[Work task 1]
Copy the passage on Texas LLC taxes word for word, from "What is Tax-Deductible" up to and including "quarterly or annually.".
[Work task 2]
Can you sum up the passage on Texas LLC taxes in two sentences?
[Work task 3]
According to the passage on Texas LLC taxes, over what period must start-up costs above $5000 be written off?

[Passage to read]
Choosing to elect taxation as a corporation doesn’t change the way you operate as an LLC. instead, it only changes how much you will need to pay, and how you do so. Regardless, an LLC is always required to operate according to their operating agreement, or state law if no operating agreement is present.

What is Tax-Deductible for a Texas LLC?

One of the many benefits of creating an LLC in Texas are the tax write-offs. LLC owners can deduct most of their expenses from their taxes to reduce the amount they need to pay, whether they pay quarterly or annually.

Here are a few of the most common tax deductions for Texas LLC owners:

  • Car expenses: Cars used for business purposes, including gas and service.
  • Advertisements, Utilities, Repairs, Office Supplies: During the first year in business, you may deduct up to $5000 for start-up costs. Other amounts over this must be written off in intervals for 15 years after.
  • Legal, professional, and accounting fees: You may want to hire professionals to help your business run smoothly. This might include using software like Turbotax or hiring an accountant.
  • Insurance: If you do not have insurance then you may want to think about this further because business insurance is tax-deductible. You can deduct many forms of insurance such as employee medical benefits insurance, fire, theft or flood insurance, credit insurance, liability insurance, and unemployment insurance contributions.

[Material supplied]
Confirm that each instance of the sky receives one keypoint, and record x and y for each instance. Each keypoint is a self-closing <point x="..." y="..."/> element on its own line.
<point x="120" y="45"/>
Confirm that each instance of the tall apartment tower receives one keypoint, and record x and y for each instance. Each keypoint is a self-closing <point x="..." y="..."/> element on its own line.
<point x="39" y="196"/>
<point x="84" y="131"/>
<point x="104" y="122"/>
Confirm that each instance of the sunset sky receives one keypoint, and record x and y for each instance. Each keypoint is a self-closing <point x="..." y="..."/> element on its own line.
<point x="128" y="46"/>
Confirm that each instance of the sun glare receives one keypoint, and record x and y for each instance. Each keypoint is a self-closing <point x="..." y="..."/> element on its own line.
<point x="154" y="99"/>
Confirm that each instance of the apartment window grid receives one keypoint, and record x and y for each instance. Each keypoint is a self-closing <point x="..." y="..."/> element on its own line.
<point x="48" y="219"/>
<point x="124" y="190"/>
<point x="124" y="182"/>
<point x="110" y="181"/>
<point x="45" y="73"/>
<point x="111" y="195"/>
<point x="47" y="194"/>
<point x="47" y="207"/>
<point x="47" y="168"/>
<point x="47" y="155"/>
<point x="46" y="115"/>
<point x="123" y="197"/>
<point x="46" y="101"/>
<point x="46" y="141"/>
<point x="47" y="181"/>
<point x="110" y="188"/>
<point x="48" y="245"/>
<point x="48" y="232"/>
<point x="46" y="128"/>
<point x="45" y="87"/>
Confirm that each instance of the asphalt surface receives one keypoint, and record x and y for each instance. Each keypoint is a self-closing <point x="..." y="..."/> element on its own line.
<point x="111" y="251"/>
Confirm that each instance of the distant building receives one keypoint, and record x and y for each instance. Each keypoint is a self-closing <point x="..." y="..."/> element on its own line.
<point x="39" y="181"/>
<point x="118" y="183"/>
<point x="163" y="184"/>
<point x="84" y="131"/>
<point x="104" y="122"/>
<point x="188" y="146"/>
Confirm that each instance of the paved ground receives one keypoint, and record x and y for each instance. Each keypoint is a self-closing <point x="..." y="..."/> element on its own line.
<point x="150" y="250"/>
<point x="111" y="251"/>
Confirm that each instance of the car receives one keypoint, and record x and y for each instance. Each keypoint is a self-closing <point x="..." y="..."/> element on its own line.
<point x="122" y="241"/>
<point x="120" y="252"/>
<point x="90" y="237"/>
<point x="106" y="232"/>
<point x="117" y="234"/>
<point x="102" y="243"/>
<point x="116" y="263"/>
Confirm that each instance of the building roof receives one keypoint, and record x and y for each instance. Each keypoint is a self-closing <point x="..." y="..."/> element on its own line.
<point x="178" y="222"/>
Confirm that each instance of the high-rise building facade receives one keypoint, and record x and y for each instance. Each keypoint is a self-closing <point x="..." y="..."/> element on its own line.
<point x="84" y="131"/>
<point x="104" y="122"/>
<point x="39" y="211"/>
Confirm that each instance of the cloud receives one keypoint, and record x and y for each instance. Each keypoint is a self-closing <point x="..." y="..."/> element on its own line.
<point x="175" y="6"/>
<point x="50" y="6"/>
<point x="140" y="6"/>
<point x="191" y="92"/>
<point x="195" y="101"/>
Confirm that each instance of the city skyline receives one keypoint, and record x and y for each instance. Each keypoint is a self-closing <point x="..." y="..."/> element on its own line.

[Exercise result 1]
What is Tax-Deductible for a Texas LLC?

One of the many benefits of creating an LLC in Texas are the tax write-offs. LLC owners can deduct most of their expenses from their taxes to reduce the amount they need to pay, whether they pay quarterly or annually.

[Exercise result 2]
Electing to be taxed as a corporation changes only how much an LLC pays and how it pays, not how it operates, and an LLC must still follow its operating agreement or, without one, state law. Texas LLC owners can deduct most of their expenses, and common deductions include business car expenses, start-up costs such as advertising and office supplies, legal, professional and accounting fees, and insurance.

[Exercise result 3]
In intervals over the 15 years after the first year in business.